▶ [Page text]
%%

On the 12th of April 2023 Databricks released the first “open source, instruction-following LLM, fine-tuned on a human-generated instruction dataset licensed for research and commercial use”, named Dolly 2.0. I have been waiting for a free LLM for comercial use for a couple of months, hoping it would appear. Databricks did it first, and I am curious what the future holds.
I have written this article sharing my knowledge to increase the chance others will start to play around with Dolly 2.0. Besides promoting these kinds of initiates by lowering the bar for people to use it, a second motivation is to simply increase my own expertise on the subject. I happen to work as a data scientist working on chat bots, and multiple projects have been flipped around as a result of LLMs (flipped around by me). So now it is up to me to find ways to get value out of these new technologies. Here is an introduction to that attempt.
Background
In November 2022, the ChatGPT proprietary instruction-following model was released, trained on trillions of words from the web using massive amounts of GPUs. This caused other companies like Google to release their own instruction-following models. In February 2023, Meta released their LLaMA language models weights. In March, Stanford built the Alpaca model based on LLaMA but fine-tuned on a small dataset of human-like questions and answers, resulting in ChatGPT-like interactivity.

%%

▶ [Stored data]
%%

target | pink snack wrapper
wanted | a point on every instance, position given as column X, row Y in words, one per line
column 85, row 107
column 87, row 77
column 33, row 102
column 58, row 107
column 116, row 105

%%

▶ [What you will do]
From the Dolly 2.0 article, reproduce word for word the passage that begins at the words "I have written" and stops after "to that attempt.".

▶ [Output for this exercise]
I have written this article sharing my knowledge to increase the chance others will start to play around with Dolly 2.0. Besides promoting these kinds of initiates by lowering the bar for people to use it, a second motivation is to simply increase my own expertise on the subject. I happen to work as a data scientist working on chat bots, and multiple projects have been flipped around as a result of LLMs (flipped around by me). So now it is up to me to find ways to get value out of these new technologies. Here is an introduction to that attempt.